*Point labeling examples*.
---
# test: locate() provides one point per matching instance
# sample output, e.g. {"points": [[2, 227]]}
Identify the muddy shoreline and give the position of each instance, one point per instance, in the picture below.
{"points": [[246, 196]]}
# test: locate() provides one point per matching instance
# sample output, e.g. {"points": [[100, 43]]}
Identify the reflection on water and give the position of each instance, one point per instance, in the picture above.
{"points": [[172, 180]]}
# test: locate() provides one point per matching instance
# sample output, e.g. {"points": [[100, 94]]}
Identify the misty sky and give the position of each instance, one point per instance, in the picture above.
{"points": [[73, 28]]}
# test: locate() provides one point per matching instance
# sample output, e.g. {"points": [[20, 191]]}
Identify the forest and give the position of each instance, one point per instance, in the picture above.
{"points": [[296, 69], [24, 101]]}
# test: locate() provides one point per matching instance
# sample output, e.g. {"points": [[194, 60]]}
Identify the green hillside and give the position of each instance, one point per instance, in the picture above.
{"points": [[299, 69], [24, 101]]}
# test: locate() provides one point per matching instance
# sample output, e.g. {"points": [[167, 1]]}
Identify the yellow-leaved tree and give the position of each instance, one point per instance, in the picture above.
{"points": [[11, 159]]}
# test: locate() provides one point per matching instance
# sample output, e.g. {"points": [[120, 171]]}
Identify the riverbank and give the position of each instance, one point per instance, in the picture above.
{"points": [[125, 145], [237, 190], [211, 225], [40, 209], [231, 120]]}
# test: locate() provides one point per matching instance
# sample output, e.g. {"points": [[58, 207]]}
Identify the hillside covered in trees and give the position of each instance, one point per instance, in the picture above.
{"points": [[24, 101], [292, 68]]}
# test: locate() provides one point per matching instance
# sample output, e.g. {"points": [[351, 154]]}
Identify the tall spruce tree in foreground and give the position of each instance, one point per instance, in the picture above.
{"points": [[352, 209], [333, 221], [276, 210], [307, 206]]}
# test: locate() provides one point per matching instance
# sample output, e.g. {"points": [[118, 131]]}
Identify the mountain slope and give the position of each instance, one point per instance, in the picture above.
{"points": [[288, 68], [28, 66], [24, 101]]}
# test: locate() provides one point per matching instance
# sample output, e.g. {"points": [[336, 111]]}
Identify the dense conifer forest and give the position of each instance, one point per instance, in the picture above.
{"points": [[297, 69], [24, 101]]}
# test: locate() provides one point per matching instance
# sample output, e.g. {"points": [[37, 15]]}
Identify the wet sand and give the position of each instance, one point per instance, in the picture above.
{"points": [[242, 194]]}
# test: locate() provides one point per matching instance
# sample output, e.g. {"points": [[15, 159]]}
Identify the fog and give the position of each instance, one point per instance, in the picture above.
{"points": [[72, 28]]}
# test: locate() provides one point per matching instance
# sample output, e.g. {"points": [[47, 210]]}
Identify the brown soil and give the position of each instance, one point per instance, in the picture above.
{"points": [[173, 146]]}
---
*Aim of the exercise*.
Every entry should be output exactly as written, please.

*Exercise response*.
# test: locate() provides one point per matching instance
# sample output, e.g. {"points": [[2, 227]]}
Identify the muddy shoreline and give the position of each instance, one point per instance, in the picture below.
{"points": [[246, 196]]}
# test: locate() provides one point per matching instance
# sample output, e.g. {"points": [[100, 43]]}
Identify the reflection on water and give the position of each instance, one point per instance, in the picture above.
{"points": [[172, 180]]}
# test: locate() provides one point per matching instance
# sample output, e.g. {"points": [[100, 94]]}
Identify the misty sky and give the position of each instance, one point per instance, in the picture above.
{"points": [[73, 28]]}
# test: locate() provides one point per matching instance
# sample output, e.g. {"points": [[20, 191]]}
Identify the forest and give the position of each instance, one point per instance, in the picture above.
{"points": [[296, 69], [24, 101]]}
# test: locate() provides one point per matching instance
# sample output, e.g. {"points": [[194, 60]]}
Identify the green hillside and give the position of each instance, one point per instance, in the picture above.
{"points": [[299, 69], [24, 101]]}
# test: locate() provides one point per matching instance
# sample output, e.g. {"points": [[167, 1]]}
Identify the yellow-leaved tree and give the position of each instance, one point per instance, in the picture above.
{"points": [[11, 159]]}
# test: locate() provides one point per matching instance
# sample output, e.g. {"points": [[120, 171]]}
Identify the riverbank and give the position of each instance, one point per instance, in the picture above.
{"points": [[125, 145], [237, 190], [211, 225], [40, 209], [231, 120]]}
# test: locate() provides one point per matching instance
# sample output, e.g. {"points": [[58, 207]]}
Identify the hillside covered in trees and give the position of each instance, one point per instance, in the picture above.
{"points": [[24, 101], [292, 68]]}
# test: locate() provides one point per matching instance
# sample output, e.g. {"points": [[351, 154]]}
Identify the tall spruce tree in foreground and give the position of each instance, one point per instance, in the picture above.
{"points": [[352, 209], [333, 221], [276, 210], [307, 206]]}
# test: locate() provides one point per matching instance
# sample output, e.g. {"points": [[118, 131]]}
Identify the mountain slope and give the position of each instance, one point per instance, in the picture above.
{"points": [[288, 68], [28, 66], [24, 101]]}
# test: locate() provides one point per matching instance
# sample output, e.g. {"points": [[336, 111]]}
Identify the dense conifer forest and give the position of each instance, one point per instance, in the picture above.
{"points": [[297, 69], [24, 101]]}
# test: locate() provides one point per matching instance
# sample output, e.g. {"points": [[37, 15]]}
Identify the wet sand and give the position of each instance, one point per instance, in the picture above.
{"points": [[242, 194]]}
# test: locate() provides one point per matching instance
# sample output, e.g. {"points": [[15, 159]]}
Identify the fog and give the position of each instance, one point per instance, in the picture above.
{"points": [[72, 28]]}
# test: locate() provides one point per matching instance
# sample output, e.g. {"points": [[47, 210]]}
Identify the brown soil and give the position of each instance, one point per instance, in the picture above.
{"points": [[173, 146]]}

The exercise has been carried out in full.